Task prompt: Reproduce every line of the listing below, requests included, and shift each coordinate in the answer points up by 30 while leaving the coordinates inside the requests unchanged. Omit the pictures.

Records provided:
_ _ _ _ _

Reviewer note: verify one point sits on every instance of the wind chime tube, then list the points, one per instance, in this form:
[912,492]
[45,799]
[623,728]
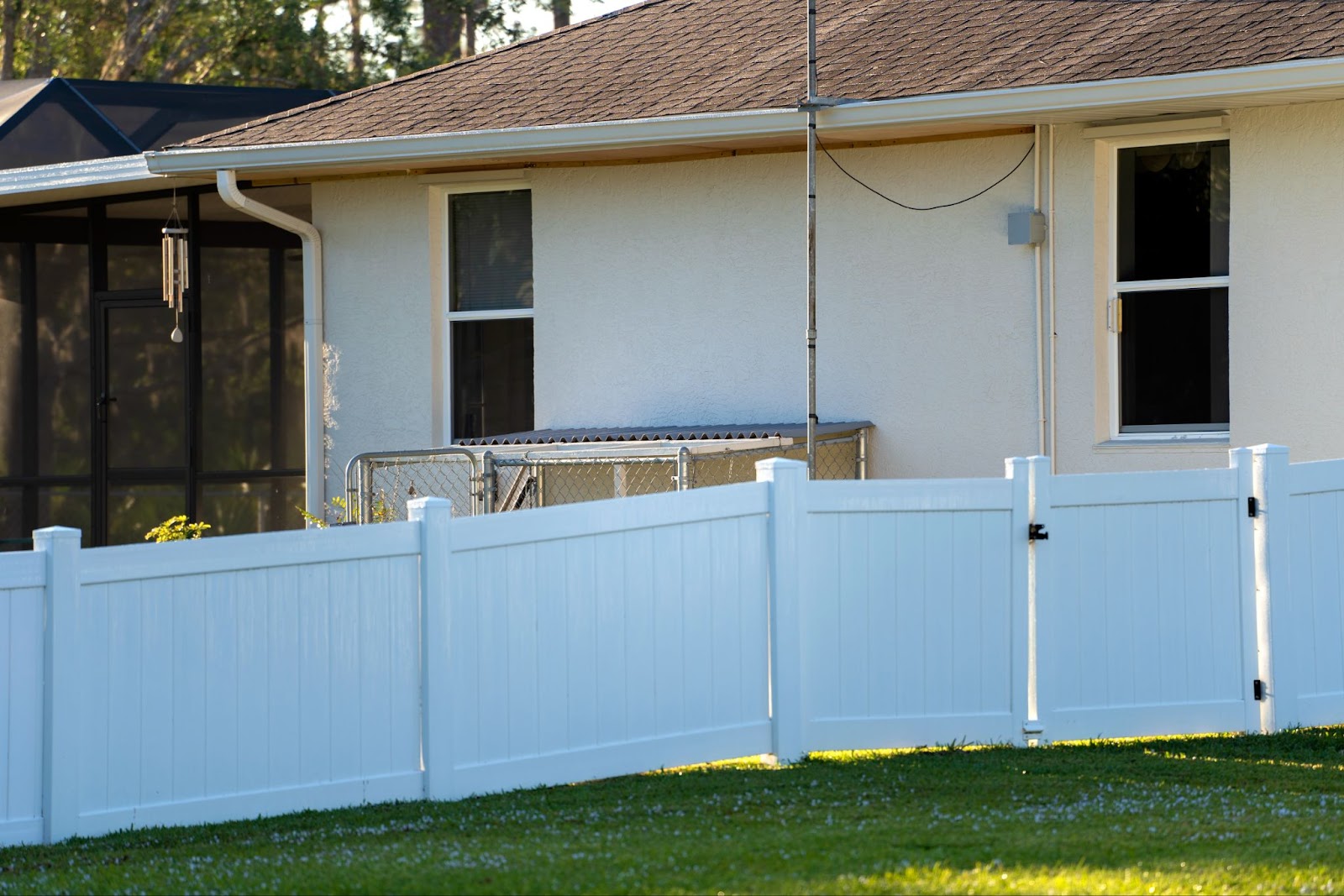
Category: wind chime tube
[183,270]
[175,275]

_ _ _ _ _

Written solution:
Reviewer note: verify one point sits on every instance of the wind chime tube, then list the points, one per instance, in this form:
[912,492]
[45,799]
[623,728]
Category: wind chime tube
[213,300]
[205,305]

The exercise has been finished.